Saved entries
........
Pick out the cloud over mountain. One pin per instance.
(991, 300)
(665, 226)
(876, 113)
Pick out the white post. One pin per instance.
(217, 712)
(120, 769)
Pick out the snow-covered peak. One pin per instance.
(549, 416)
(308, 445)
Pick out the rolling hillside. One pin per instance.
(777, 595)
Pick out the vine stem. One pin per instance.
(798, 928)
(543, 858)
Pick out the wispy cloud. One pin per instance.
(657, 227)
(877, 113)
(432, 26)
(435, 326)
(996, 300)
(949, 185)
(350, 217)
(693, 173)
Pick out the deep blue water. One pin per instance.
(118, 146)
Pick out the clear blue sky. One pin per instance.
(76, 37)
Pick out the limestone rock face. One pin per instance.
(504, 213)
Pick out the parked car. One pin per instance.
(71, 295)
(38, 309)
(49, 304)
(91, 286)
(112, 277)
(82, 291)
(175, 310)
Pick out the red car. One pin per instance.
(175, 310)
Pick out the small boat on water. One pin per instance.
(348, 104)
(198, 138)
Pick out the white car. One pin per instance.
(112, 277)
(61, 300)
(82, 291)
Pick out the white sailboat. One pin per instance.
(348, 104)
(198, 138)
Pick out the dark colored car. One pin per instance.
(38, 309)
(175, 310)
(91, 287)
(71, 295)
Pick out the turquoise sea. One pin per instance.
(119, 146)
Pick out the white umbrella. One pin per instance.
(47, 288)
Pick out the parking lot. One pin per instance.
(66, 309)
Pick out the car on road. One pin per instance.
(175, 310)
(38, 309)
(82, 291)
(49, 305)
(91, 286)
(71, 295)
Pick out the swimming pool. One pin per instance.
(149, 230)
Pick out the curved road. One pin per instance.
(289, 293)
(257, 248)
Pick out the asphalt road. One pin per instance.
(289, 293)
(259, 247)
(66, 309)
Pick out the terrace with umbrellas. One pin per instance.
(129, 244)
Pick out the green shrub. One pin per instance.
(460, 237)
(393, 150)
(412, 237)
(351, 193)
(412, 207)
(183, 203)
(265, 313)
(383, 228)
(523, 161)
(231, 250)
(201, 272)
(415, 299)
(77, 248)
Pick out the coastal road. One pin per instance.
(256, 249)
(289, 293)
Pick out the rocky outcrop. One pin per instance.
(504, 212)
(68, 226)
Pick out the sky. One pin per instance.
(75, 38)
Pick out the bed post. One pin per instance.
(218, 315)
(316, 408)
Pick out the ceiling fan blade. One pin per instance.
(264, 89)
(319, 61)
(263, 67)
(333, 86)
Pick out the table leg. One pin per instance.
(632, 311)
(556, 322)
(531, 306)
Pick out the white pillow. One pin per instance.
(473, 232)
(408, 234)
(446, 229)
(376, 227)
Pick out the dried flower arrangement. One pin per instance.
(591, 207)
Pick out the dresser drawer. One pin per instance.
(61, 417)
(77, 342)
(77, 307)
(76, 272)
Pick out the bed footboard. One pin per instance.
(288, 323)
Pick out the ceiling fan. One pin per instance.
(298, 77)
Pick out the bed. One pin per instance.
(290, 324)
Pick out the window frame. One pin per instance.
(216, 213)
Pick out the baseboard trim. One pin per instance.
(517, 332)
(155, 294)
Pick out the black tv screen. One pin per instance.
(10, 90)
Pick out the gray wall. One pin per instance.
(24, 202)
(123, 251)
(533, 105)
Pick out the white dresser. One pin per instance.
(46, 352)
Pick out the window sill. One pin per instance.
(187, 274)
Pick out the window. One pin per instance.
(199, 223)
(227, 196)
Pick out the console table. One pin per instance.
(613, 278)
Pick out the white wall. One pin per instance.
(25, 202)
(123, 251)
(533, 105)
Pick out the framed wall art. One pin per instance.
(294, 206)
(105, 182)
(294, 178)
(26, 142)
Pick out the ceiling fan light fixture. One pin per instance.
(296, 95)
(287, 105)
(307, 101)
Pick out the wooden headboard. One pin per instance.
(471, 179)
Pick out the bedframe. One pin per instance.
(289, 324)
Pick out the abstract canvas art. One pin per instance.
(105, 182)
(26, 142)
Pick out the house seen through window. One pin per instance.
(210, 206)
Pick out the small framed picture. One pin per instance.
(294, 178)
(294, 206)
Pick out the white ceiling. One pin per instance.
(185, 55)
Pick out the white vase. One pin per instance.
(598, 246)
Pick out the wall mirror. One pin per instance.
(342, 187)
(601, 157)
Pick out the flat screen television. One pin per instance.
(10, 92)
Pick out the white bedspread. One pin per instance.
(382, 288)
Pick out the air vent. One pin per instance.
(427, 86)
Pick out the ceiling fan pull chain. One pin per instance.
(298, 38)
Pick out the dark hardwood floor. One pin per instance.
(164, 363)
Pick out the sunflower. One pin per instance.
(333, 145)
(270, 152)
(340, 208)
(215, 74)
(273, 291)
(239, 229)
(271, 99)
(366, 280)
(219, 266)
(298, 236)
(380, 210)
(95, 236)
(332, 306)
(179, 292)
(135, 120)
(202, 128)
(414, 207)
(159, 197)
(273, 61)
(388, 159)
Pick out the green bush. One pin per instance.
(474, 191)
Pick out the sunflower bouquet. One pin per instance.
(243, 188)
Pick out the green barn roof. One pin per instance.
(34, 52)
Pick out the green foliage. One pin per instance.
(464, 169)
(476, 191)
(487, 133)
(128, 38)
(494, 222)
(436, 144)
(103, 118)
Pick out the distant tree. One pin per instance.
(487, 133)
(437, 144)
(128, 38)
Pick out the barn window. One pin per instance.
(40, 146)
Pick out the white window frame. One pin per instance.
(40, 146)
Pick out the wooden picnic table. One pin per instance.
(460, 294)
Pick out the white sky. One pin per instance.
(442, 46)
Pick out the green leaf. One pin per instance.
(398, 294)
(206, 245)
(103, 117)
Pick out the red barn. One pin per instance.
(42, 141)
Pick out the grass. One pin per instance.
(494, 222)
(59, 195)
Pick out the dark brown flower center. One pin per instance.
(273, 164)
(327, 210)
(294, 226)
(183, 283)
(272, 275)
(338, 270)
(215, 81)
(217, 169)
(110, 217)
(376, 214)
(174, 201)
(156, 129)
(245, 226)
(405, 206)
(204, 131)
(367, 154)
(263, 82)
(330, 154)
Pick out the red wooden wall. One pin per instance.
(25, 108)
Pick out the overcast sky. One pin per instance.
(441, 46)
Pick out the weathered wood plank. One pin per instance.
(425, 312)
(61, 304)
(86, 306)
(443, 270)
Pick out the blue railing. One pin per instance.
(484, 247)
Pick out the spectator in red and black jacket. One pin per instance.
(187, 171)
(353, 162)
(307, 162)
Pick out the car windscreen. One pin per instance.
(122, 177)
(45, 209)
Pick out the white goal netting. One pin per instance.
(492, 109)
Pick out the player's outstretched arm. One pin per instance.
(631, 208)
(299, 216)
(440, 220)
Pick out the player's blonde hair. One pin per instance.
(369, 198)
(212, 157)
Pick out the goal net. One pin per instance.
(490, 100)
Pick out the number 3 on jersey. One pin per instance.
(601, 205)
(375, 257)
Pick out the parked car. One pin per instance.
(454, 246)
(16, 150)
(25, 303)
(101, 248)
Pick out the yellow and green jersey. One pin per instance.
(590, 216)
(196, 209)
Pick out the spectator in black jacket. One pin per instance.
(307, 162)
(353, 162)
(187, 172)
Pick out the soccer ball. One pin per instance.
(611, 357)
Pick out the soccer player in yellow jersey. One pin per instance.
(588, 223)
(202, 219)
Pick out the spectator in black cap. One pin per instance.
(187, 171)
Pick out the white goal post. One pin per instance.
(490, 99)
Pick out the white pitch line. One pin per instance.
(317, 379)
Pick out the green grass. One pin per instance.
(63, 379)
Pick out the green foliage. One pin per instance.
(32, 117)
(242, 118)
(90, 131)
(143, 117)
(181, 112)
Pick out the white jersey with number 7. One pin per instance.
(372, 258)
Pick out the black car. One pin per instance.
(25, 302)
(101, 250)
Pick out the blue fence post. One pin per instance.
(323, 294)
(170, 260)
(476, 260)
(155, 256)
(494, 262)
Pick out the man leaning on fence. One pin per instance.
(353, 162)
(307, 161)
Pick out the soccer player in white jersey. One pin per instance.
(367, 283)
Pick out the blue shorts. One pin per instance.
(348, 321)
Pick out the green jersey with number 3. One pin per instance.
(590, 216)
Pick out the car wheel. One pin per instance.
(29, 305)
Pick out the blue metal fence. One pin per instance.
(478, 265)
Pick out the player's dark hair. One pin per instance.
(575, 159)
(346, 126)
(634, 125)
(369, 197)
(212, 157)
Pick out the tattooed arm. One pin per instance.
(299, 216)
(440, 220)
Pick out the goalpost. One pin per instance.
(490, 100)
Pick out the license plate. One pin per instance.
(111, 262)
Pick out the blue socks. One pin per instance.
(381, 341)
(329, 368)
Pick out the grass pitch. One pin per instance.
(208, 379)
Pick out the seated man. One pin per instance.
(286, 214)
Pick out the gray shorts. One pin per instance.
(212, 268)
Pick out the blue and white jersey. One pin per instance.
........
HOW TO COMPLETE THIS TASK: Give back, unchanged, every line from the one with "Pick out the license" to the end of the entries above.

EXERCISE OUTPUT:
Pick out the license plate. One pin per instance.
(111, 262)
Pick out the blue socks. One pin per instance.
(381, 341)
(329, 368)
Pick out the grass pitch. One pin per instance.
(208, 379)
Pick out the seated man. One pin per instance.
(286, 214)
Pick out the gray shorts. One pin per instance.
(212, 268)
Pick out the blue and white jersey. One pin per instance.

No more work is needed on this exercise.